◆ Tasks ◆
1: Reproduce the prostate cancer screening text between "In a survey" and "with their MD.", inclusive.
2: According to the prostate cancer screening text, what percentage of men in the Cleveland Clinic survey would rather do household chores than go to the doctor?

◆ Text passage ◆
- - - -

Prostate Cancer Screening – Yes or No

The Facts Are 

A simple blood test is highly effective in detecting the levels of prostate-specific antigen (PSA) in a man’s bloodstream.  Yet many physicians still suggest that the test is not 100% accurate and therefore not necessary. Few male patients will insist on it.  Often overlooked is the simple fact that many serious diseases including prostate cancer show no early physical symptoms when treatments can be most effective.

In a survey of approximately 1,174 U.S. males 18 years or older, the Cleveland Clinic found that 72 percent of men would rather do household chores, such as cleaning the bathroom or mowing the lawn, than go to the doctor.  Even those men who take their health more seriously, some 20 percent of men admit they have not been completely honest with their MD.

- - - -

(Point localization data)
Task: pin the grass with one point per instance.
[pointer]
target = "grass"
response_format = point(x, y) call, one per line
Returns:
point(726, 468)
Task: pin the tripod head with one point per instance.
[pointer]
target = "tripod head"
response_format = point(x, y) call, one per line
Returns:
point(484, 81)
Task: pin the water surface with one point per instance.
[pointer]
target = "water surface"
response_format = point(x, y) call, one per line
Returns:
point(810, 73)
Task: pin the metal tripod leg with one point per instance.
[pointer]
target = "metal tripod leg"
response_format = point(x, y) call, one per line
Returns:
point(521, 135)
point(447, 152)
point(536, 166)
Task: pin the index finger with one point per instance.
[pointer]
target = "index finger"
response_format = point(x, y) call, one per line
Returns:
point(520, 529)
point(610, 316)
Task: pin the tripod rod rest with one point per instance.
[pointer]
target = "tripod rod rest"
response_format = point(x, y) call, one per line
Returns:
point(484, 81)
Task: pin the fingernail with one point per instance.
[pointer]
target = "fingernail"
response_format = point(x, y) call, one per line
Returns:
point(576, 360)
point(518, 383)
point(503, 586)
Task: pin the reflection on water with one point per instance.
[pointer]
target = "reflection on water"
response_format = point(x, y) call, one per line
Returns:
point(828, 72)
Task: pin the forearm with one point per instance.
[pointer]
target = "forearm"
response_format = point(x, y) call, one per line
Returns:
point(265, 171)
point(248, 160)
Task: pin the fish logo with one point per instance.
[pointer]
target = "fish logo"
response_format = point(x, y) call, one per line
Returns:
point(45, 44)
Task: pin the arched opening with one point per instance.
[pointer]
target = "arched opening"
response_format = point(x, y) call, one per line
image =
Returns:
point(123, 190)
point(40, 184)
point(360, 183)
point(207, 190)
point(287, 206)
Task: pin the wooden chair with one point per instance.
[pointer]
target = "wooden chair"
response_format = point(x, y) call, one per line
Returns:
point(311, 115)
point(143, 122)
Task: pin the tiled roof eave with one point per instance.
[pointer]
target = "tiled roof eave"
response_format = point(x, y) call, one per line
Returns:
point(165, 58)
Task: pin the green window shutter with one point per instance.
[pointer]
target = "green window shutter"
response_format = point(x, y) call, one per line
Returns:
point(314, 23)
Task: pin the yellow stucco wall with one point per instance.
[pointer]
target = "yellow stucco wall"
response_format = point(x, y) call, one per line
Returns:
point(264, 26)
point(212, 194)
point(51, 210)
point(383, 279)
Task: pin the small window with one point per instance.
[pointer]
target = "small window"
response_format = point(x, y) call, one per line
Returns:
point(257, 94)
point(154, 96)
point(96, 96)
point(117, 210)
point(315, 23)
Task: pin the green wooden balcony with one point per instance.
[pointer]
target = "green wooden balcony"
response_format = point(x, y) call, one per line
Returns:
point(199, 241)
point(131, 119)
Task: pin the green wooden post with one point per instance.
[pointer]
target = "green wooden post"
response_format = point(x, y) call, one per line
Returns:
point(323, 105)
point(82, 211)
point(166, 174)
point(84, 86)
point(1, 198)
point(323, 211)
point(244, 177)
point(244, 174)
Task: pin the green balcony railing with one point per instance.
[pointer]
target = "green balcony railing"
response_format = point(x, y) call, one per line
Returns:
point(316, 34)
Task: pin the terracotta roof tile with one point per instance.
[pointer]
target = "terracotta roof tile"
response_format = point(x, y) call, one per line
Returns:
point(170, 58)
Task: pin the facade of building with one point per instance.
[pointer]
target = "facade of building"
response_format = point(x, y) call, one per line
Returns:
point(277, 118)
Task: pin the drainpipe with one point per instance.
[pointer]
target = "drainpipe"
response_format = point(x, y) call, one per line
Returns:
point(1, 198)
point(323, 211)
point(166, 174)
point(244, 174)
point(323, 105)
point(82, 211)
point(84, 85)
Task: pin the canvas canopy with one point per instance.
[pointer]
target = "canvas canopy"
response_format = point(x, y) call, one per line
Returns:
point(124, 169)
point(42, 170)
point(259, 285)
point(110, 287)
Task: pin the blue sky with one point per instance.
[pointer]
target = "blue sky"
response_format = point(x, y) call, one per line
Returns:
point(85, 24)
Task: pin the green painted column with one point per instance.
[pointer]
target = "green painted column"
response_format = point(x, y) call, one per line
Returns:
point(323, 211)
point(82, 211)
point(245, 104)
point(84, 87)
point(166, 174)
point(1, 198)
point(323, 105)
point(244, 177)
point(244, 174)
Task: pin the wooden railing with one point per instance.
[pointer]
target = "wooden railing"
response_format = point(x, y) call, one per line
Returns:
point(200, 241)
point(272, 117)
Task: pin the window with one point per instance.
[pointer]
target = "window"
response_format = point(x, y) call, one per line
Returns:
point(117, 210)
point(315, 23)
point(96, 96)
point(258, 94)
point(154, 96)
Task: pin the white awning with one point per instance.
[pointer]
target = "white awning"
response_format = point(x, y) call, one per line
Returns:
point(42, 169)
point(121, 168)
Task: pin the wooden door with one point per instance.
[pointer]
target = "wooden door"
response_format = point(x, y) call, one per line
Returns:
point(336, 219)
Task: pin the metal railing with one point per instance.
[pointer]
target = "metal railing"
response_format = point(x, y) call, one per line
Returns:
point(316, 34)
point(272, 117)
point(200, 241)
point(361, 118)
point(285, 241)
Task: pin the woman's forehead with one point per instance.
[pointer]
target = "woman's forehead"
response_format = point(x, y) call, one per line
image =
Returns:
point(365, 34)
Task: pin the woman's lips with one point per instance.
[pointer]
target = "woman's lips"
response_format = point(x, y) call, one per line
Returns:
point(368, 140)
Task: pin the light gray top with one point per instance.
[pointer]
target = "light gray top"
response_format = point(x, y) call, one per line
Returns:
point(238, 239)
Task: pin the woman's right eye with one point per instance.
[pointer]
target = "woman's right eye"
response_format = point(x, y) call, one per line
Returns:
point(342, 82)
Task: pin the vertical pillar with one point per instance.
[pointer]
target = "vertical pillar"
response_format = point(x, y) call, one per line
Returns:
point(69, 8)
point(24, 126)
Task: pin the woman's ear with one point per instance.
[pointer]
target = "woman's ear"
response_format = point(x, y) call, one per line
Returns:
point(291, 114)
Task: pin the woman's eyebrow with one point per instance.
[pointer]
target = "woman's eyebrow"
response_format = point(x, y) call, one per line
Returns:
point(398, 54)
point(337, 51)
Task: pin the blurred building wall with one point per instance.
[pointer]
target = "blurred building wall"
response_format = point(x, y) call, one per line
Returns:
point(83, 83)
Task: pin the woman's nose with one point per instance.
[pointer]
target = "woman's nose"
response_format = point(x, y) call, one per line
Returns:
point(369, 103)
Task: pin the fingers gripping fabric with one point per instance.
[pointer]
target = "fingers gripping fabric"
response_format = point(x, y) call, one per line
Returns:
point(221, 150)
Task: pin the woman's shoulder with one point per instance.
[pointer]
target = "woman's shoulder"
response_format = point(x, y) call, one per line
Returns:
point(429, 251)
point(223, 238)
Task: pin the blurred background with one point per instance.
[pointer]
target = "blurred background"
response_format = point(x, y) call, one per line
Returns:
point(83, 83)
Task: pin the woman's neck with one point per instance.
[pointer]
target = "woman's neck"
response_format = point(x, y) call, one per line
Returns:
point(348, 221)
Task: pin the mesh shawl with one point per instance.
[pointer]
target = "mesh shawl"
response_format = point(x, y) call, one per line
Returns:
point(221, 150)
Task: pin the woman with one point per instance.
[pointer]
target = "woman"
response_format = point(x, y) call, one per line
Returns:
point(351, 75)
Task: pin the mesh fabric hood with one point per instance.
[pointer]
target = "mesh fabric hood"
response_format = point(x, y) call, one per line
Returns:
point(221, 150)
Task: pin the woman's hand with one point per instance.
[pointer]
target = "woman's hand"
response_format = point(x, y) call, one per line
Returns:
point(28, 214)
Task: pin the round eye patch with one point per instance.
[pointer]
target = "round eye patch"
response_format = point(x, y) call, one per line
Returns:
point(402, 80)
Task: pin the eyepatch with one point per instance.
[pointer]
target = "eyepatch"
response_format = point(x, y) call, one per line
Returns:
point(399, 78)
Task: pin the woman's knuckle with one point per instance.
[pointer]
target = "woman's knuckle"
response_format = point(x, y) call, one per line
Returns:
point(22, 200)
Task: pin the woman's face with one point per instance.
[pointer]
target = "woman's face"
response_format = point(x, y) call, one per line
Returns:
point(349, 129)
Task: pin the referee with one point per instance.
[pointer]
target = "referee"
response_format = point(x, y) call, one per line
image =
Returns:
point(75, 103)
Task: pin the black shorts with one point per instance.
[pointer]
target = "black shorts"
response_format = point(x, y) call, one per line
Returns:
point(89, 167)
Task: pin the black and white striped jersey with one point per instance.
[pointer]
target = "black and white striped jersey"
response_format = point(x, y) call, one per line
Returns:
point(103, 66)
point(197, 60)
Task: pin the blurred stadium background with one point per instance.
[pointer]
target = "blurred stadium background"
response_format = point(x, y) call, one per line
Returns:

- - - -

◆ Results ◆
1:
In a survey of approximately 1,174 U.S. males 18 years or older, the Cleveland Clinic found that 72 percent of men would rather do household chores, such as cleaning the bathroom or mowing the lawn, than go to the doctor.  Even those men who take their health more seriously, some 20 percent of men admit they have not been completely honest with their MD.

2: 72 percent